> Prompt 1
Copy the text about the 1934 Texas lieutenant gubernatorial election word for word, from its first line to its last.

> Document segment
<<<<

1934 Texas lieutenant gubernatorial election
| Nominee | Walter Frank Woodul |  |  |
| Party | Democratic |  |
| Popular vote | 428,393 |  |
| Percentage | 96.73% |  |
| Lieutenant Governor before election Edgar E. Witt Democratic | Elected Lieutenant Governor Walter Frank Woodul Democratic |

= 1934 Texas lieutenant gubernatorial election =

The 1934 Texas lieutenant gubernatorial election was held on November 6, 1934, in order to elect the lieutenant governor of Texas. Democratic nominee and incumbent member of the Texas Senate Walter Frank Woodul defeated Republican nominee Lester Gunst and Socialist nominee E. M. Lane.

== General election ==
On election day, November 6, 1934, Democratic nominee Walter Frank Woodul won the election by a margin of 416,018 votes against his foremost opponent Republican nominee Lester Gunst, thereby retaining Democratic control over the office of lieutenant governor. Woodul was sworn in as the 30th lieutenant governor of Texas on January 15, 1935.

>>>>

> Records to use
<<<<

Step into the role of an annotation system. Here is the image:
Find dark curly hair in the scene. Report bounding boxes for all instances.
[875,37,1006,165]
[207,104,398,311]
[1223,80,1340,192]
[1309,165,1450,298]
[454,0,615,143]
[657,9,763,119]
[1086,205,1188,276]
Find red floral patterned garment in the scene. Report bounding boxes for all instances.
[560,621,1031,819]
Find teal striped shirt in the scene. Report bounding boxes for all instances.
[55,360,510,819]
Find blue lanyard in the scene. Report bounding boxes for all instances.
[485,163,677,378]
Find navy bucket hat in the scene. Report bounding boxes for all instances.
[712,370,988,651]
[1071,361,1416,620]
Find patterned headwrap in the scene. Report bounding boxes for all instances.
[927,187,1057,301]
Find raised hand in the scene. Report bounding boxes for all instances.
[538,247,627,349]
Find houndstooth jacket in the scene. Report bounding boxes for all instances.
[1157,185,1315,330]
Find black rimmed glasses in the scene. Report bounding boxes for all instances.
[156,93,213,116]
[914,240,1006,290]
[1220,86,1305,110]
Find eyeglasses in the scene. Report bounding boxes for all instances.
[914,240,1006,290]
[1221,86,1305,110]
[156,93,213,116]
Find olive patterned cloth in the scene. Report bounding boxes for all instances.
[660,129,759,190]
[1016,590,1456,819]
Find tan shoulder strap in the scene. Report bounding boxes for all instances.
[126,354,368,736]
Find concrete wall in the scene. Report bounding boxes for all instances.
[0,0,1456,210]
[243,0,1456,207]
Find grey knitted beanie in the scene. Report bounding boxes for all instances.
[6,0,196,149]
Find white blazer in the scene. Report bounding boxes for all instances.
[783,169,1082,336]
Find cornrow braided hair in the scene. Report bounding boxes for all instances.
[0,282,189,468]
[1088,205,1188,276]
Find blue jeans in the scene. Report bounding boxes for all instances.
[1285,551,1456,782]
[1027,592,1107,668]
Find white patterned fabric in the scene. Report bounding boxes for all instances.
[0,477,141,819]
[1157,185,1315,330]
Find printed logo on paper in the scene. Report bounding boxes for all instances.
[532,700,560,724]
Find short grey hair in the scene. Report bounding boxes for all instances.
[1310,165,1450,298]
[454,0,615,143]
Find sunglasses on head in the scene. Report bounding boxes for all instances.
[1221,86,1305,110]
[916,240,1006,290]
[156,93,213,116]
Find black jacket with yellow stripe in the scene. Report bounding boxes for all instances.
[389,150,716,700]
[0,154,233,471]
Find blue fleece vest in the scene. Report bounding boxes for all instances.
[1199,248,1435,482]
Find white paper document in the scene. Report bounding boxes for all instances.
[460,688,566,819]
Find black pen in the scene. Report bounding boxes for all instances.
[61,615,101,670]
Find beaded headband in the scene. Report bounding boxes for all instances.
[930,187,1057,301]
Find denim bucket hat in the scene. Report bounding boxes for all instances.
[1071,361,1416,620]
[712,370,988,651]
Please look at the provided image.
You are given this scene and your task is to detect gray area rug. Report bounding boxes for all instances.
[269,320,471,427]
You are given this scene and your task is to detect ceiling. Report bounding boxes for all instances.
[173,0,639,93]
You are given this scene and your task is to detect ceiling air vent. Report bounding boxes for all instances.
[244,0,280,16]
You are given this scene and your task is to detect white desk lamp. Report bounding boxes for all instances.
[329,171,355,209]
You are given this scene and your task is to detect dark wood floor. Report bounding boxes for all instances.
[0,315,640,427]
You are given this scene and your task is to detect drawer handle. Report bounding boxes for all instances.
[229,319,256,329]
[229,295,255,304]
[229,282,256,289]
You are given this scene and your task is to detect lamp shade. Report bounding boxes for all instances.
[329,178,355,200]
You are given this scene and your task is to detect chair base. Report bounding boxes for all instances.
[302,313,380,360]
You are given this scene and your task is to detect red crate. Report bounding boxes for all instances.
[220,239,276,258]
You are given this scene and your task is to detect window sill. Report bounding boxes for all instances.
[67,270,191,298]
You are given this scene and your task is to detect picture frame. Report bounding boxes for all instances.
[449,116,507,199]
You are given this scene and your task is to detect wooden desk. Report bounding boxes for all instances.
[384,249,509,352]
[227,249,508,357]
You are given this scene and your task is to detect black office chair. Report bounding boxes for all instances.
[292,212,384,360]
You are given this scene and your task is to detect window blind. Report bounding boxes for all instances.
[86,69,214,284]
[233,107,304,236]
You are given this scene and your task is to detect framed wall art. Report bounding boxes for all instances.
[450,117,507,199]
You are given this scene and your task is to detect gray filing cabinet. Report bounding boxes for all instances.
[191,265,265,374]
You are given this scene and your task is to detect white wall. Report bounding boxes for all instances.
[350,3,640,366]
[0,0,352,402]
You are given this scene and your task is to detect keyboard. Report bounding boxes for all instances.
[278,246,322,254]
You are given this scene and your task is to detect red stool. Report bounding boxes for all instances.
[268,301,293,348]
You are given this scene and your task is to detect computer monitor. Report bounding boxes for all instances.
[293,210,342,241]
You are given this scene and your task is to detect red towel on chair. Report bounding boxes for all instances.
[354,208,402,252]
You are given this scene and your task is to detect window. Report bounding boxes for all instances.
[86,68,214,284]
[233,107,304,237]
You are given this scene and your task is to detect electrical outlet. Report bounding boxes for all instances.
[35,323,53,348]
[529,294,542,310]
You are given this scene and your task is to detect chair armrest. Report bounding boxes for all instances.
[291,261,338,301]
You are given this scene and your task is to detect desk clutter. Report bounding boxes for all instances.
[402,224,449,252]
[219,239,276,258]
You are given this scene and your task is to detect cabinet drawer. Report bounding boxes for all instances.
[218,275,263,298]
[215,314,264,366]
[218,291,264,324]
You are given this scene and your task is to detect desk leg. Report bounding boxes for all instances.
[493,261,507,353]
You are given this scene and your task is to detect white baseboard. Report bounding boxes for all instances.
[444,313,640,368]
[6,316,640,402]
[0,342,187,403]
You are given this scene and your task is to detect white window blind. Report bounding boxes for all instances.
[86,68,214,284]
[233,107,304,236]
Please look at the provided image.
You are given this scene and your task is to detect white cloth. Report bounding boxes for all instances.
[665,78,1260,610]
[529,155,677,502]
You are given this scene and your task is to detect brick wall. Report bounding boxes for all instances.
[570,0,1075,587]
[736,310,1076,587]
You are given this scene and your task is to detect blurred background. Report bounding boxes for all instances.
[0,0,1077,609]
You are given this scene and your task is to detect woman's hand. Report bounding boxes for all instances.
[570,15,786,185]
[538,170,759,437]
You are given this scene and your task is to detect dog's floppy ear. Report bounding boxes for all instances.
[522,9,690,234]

>>>>

> Prompt 2
In the rows, repeat the part that opens with the line containing "Find olive patterned" and closes with the line containing "[1088,205,1188,276]", including both of those lines.

> Complete response 1
1934 Texas lieutenant gubernatorial election
| Nominee | Walter Frank Woodul |  |  |
| Party | Democratic |  |
| Popular vote | 428,393 |  |
| Percentage | 96.73% |  |
| Lieutenant Governor before election Edgar E. Witt Democratic | Elected Lieutenant Governor Walter Frank Woodul Democratic |

= 1934 Texas lieutenant gubernatorial election =

The 1934 Texas lieutenant gubernatorial election was held on November 6, 1934, in order to elect the lieutenant governor of Texas. Democratic nominee and incumbent member of the Texas Senate Walter Frank Woodul defeated Republican nominee Lester Gunst and Socialist nominee E. M. Lane.

== General election ==
On election day, November 6, 1934, Democratic nominee Walter Frank Woodul won the election by a margin of 416,018 votes against his foremost opponent Republican nominee Lester Gunst, thereby retaining Democratic control over the office of lieutenant governor. Woodul was sworn in as the 30th lieutenant governor of Texas on January 15, 1935.

> Complete response 2
Find olive patterned cloth in the scene. Report bounding boxes for all instances.
[660,129,759,190]
[1016,590,1456,819]
Find tan shoulder strap in the scene. Report bounding boxes for all instances.
[126,354,368,736]
Find concrete wall in the scene. Report bounding boxes for all instances.
[0,0,1456,210]
[243,0,1456,207]
Find grey knitted beanie in the scene. Report bounding boxes for all instances.
[6,0,196,149]
Find white blazer in the scene. Report bounding boxes for all instances.
[783,169,1082,336]
Find cornrow braided hair in the scene. Report bounding boxes for all instances.
[0,282,189,468]
[1088,205,1188,276]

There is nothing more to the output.